# Bron:
%%

Inleiding
Als je nog niet goed bekend met de Omgevingswet, lees dan gerust verder.
Voor diegene die al meer weten of actief bezig zijn met de implementatie, hoop ik dat de verwijzingen in dit artikel helpen met inspiratie of het versnellen van de implementatie van de Omgevingswet.
De eerste keer toen ik in aanraking kwam met de Omgevingswet (2017), had ik de volgende vragen:
- Wat is de Omgevingswet en waaruit bestaat deze ?
- Waarom een Omgevingswet, wat hebben we eraan ?
- Voor wie is de Omgevingswet bedoeld ?
- Wie doet wat met de Omgevingswet ?
De volgende informatie heeft mij daarbij enorm geholpen.
Wat is de Omgevingswet en waaruit bestaat deze ?
Om te weten wat de Omgevingswet nu exact inhoudt, gaan we naar de site van de Rijksoverheid.
Daar vinden we dat de Omgevingswet wetten voor de fysieke leefomgeving bundelt. Oftewel bestaande wetgeving, Algemene Maatregelen van Bestuur en ministeriële regelingen gerelateerd aan de fysieke leefomgeving worden allemaal samengevoegd tot 1 wet, 4 AMvB en 10 ministeriële regelingen.
Voor de puristen onder ons, uitgebreide informatie over de ontwikkeling van de Omgevingswet is te vinden op de site van de Eerste Kamer der Staten-Generaal en verder kun je de voorgestelde wet en de aanvullende adviezen vinden op de site van overheid.nl .
Waarom een Omgevingswet, wat hebben we eraan ?
De nieuwe wet zorgt voor een samenhangende aanpak van de fysieke leefomgeving, ruimte voor lokaal maatwerk en betere en snellere besluitvorming. Daarnaast wordt participatie bevorderd. Bijvoorbeeld door burgers en ondernemers zo goed mogelijk te betrekken bij de ontwikkeling van de leefomgeving. Dit is een belangrijk uitgangpunt van de Omgevingswet. Hierdoor ontstaat de mogelijkheid om deel te nemen aan en invloed uit te oefenen op onze leefomgeving.
De uitgangspunten voor de nieuwe wet zijn:
- Het moet eenvoudiger, efficiënter en beter;
- Zekerheid en dynamiek;
- Ruimte voor duurzame ontwikkeling;
- Ruimte voor regionale verschillen;
- Actieve en kwalitatief goede uitvoering.
Voor een toelichting lees de korte introductie.
De verbeteringen betreffen samengevat
Voor wie is de Omgevingswet bedoeld ?
De wet omvat een groot gebied aan verantwoordelijkheden. Deze heeft invloed op alle partijen die actief zijn in de fysieke leefomgeving: burgers, bedrijven en de overheid zelf.
De wet biedt ruimte voor duurzame ontwikkeling, vernieuwende activiteiten en regionale, nationale en internationale initiatieven. Het nieuwe omgevingsrecht is flexibel en transparant. Vernieuwende ideeën krijgen door de participatie van alle partijen meer kans van slagen.
Participatie is een belangrijk onderdeel bij besluiten over plannen, visies of projecten. Overheden moeten aantonen hoe de participatie onderdeel daarvan is geweest. Burgers en bedrijven gaan dus merken dat ze op directe manier invloed kunnen hebben.

%%

# Opdrachten:
A. Vertaal deze zin uit de tekst over de Omgevingswet in het Engels: "Participatie is een belangrijk onderdeel bij besluiten over plannen, visies of projecten."
B. Schrijf de tekst over de Omgevingswet verder, te beginnen na de laatste zin.

# Deel van een gegevensbestand:
%%

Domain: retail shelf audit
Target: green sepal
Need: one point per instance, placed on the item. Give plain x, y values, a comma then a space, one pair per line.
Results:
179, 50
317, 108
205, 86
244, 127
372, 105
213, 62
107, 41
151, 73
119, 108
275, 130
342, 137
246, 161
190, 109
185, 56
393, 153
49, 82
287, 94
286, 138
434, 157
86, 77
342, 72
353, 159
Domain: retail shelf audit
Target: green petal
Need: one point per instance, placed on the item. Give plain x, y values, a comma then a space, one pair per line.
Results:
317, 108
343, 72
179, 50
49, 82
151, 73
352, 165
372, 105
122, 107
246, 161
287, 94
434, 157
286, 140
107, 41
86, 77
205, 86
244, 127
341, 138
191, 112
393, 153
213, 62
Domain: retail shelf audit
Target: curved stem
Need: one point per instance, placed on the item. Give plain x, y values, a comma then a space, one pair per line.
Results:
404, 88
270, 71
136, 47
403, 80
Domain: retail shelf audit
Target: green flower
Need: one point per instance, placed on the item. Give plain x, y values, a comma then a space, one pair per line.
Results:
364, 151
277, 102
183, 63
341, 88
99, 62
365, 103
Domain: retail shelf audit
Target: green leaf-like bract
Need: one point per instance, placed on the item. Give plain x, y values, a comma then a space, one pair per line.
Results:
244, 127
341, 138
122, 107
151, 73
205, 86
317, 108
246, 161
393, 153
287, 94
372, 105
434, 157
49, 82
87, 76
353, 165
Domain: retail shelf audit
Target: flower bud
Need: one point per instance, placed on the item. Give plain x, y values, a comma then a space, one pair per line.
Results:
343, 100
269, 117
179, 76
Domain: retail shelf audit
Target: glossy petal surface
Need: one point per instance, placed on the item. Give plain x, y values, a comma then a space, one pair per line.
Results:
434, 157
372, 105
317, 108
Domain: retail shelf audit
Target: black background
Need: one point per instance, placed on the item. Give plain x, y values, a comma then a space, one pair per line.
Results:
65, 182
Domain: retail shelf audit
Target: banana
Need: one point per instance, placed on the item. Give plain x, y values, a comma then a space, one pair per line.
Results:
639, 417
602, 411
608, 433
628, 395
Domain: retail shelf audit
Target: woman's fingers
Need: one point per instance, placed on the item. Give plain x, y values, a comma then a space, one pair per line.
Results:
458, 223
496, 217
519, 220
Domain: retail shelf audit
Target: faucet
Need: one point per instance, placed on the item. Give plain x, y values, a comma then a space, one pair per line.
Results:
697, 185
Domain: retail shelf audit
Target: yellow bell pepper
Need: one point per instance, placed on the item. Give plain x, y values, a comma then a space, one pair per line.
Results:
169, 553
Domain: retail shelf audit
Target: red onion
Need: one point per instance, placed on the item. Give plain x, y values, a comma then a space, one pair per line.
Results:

%%

# Antwoorden per opdracht:
A. Participation is an important part of decisions about plans, visions, or projects.

B.
Wie doet wat met de Omgevingswet ?
Naast burgers en bedrijven is er de overheid. Als we het over de overheid hebben, dan zijn in het kader van de Omgevingswet de volgende partijen hiermee actief:
- Ministerie van Binnenlandse Zaken en Koninkrijksrelaties (BZK) is verantwoordelijk voor de Nationale Omgevingsvisie en de Omgevingswet. BZK staat voor een goed en slagvaardig openbaar bestuur en een overheid waar burgers op kunnen vertrouwen. BZK draagt eraan bij dat burgers kunnen wonen in betaalbare, veilige en energiezuinige woningen in een buurt waar iedereen meetelt en meedoet en het prettig leven is.
- De provincie stelt 1 omgevingsvisie voor het hele grondgebied vast. Daarnaast kan de provincie samen met andere gemeenten of provincies een gezamenlijke of regionale omgevingsvisie opstellen.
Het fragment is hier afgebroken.